Texto fornecido
Quando Vicente Gratagliano entrou naquele navio com os outros pracinhas pensou que iria para a Bahia fazer exercícios militares -e nem imaginava que passaria 14 dias vomitando, ao atravessar o Atlântico com a Força Expedicionária Brasileira rumo à guerra.
O palmeirense nascido no Brás passou a infância jogando bola, indo pouco à escola e trabalhando como engraxate. Era vendedor de peixes quando foi chamado pelo Exército, em 1944 e partiu para a Itália no primeiro pelotão da primeira companhia do primeiro batalhão do sexto regimento.
"Todos morriam de medo, mas ao mesmo tempo a gente tentava mostrar valentia diante dos companheiros, para não parecer fraco", dizia, sempre que encontrava ouvidos pródigos. Cada médico do hospital, nos últimos meses, sabia de suas histórias com detalhes. A preferida era a da medalha -quando foi premiado por ter matado dois alemães em uma engenhosa emboscada no meio da neve.

Dados fornecidos

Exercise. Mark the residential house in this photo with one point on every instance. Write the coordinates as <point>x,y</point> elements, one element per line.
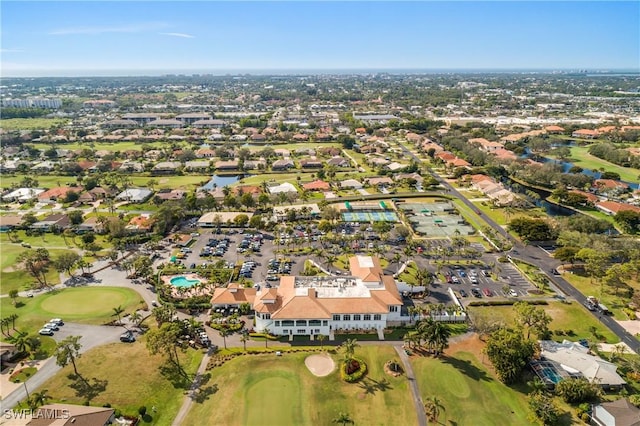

Descrição da tarefa
Diga, por favor, se cada afirmação abaixo está de acordo com o texto fornecido, respondendo sim ou não e citando literalmente as palavras do texto que decidem a questão.
1. Vicente Gratagliano sabia, ao embarcar no navio, que estava indo para a guerra.
2. Antes de ser chamado pelo Exército, ele trabalhava vendendo peixes.
3. Ele recebeu uma medalha por ter matado dois alemães.

Resposta
1. Não: "pensou que iria para a Bahia fazer exercícios militares -e nem imaginava que passaria 14 dias vomitando, ao atravessar o Atlântico com a Força Expedicionária Brasileira rumo à guerra."
2. Sim: "Era vendedor de peixes quando foi chamado pelo Exército"
3. Sim: "A preferida era a da medalha -quando foi premiado por ter matado dois alemães em uma engenhosa emboscada no meio da neve."